▶ **TÂCHES DE L'EXERCICE**:
A: Pouvez-vous recopier, dans le passage sur la Laiterie Charlevoix, le texte qui va de « Bien que des » jusqu'à « cuves sous serre. » inclus ?
B: Pouvez-vous réécrire sous forme de liste le paragraphe du passage sur la Laiterie Charlevoix qui commence par « Bien que des méthaniseurs existent déjà », en conservant ses faits principaux ?
C: D'après le passage sur la Laiterie Charlevoix, que répondre à ces questions ?
(i) Quels fromages la Laiterie Charlevoix produit-elle ?
(ii) Pendant combien d'années les consultants de Valbio Canada ont-ils collaboré au développement du projet ?
(iii) Avec quelle technologie la Laiterie Charlevoix filtrera-t-elle les effluents ?

▶ **PASSAGE EXTRAIT**:

===============

Mots-clés : Laiterie Charlevoix, fromagerie, Baie-Saint-Paul, Bruno Labbé, méthanisation, filtration, biogaz, digestat, serre, Valbio, Eco-Machine, Agence de l’efficacité énergétique.

La Laiterie Charlevoix de Baie-Saint-Paul, producteur des populaires fromages Fleurmier et Hercule, se démarque en construisant un méthaniseur couplé d’une serre hydroponique. Après quatre ans à collaborer au développement du projet, les consultants de la firme experte Valbio Canada n’ont pas repéré de telles installations ailleurs dans le monde. Ce serait une première.

Bien que des méthaniseurs existent déjà dans plusieurs pays, aucune entreprise n’y aurait intégré la filtration végétale. Or, outre le biogaz généré, la méthanisation produit entre autres des effluents riches en matières organiques. Au lieu de s’en débarrasser, il est tout à fait possible de les filtrer à l’aide de plantes. C’est ce que la Laiterie Charlevoix fera à l’aide de la technologie Éco-machinesTM, un système de purification à l’aide de cuves sous serre.

===============

▶ **DONNÉES EXTRAITES**:
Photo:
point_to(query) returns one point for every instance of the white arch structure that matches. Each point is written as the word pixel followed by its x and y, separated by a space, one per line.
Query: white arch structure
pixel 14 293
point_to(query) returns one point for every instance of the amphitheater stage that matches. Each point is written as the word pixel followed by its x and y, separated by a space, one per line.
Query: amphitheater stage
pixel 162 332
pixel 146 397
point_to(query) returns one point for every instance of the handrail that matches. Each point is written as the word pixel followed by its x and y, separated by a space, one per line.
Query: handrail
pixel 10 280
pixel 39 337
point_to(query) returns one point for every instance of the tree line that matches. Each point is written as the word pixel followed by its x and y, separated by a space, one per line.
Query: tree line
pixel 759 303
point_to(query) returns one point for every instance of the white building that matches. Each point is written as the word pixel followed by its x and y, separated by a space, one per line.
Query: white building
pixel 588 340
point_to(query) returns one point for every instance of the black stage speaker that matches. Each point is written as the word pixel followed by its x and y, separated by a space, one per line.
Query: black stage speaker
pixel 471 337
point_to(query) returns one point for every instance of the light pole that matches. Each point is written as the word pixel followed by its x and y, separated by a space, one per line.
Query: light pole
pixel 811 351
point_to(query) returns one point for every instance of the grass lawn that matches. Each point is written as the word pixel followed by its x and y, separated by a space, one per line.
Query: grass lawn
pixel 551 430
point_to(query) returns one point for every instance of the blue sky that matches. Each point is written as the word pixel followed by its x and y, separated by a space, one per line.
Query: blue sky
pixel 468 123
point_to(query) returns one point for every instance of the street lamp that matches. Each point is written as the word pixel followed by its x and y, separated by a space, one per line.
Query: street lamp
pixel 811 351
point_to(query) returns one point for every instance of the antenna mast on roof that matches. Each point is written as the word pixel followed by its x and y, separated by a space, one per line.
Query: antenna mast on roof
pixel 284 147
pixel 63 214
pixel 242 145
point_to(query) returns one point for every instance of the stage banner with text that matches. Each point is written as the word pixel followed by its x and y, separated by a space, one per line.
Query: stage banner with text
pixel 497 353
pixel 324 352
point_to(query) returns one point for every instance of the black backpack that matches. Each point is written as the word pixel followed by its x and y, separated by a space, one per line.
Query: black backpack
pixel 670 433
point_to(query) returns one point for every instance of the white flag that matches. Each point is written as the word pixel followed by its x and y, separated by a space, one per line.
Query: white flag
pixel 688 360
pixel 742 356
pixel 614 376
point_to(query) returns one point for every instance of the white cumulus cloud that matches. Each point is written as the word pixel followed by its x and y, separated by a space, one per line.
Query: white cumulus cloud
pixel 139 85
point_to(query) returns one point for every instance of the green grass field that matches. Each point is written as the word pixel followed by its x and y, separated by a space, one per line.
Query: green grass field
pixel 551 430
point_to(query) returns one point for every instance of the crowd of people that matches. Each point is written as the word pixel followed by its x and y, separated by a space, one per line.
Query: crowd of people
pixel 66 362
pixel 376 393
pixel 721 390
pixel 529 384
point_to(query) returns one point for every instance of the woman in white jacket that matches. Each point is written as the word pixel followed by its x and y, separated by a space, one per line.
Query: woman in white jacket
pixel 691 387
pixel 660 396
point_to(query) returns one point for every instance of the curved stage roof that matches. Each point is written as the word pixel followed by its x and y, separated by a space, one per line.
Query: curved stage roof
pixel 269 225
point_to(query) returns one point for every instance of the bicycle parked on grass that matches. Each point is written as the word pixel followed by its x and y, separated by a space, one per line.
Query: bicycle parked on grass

===============

▶ **LES RÉPONSES**:
A:
Bien que des méthaniseurs existent déjà dans plusieurs pays, aucune entreprise n’y aurait intégré la filtration végétale. Or, outre le biogaz généré, la méthanisation produit entre autres des effluents riches en matières organiques. Au lieu de s’en débarrasser, il est tout à fait possible de les filtrer à l’aide de plantes. C’est ce que la Laiterie Charlevoix fera à l’aide de la technologie Éco-machinesTM, un système de purification à l’aide de cuves sous serre.

B:
- Des méthaniseurs existent déjà dans plusieurs pays, mais aucune entreprise n'y aurait intégré la filtration végétale.
- La méthanisation génère du biogaz et produit aussi des effluents riches en matières organiques.
- Au lieu d'être éliminés, ces effluents peuvent être filtrés à l'aide de plantes.
- La Laiterie Charlevoix le fera grâce à la technologie Éco-machinesTM, un système de purification par cuves sous serre.

C:
(i) Les fromages Fleurmier et Hercule.
(ii) Pendant quatre ans.
(iii) Avec la technologie Éco-machinesTM.